[Dataset excerpts]
= = =
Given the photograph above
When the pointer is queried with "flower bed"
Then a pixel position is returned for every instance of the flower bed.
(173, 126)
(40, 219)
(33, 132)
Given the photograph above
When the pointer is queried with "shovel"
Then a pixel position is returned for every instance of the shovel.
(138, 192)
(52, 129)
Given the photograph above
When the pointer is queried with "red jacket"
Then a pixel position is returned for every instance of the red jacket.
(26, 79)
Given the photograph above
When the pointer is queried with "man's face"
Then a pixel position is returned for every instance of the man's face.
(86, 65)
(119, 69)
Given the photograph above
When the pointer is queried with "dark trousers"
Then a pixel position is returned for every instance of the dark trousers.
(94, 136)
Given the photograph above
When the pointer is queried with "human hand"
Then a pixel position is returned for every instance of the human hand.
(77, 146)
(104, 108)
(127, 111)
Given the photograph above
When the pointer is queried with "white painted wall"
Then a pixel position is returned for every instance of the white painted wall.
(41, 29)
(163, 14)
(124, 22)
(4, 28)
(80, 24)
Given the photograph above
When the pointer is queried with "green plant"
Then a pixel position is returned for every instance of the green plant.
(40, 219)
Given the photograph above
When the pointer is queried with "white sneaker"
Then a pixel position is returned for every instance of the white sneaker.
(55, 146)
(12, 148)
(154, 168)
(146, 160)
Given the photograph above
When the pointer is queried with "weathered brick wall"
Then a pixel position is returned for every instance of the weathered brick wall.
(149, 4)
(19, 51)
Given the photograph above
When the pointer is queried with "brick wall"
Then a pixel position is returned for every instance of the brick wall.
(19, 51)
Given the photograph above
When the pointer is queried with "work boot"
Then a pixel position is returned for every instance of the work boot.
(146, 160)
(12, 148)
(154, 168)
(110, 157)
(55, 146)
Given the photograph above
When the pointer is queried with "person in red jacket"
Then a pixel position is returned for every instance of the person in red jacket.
= = =
- **Task brief**
"person" is the string to look for; please copy every line of the records above where it appears.

- **Output for this exercise**
When the pointer is queried with "person in red jacket"
Then a pixel position is returned for every instance of the person in red jacket.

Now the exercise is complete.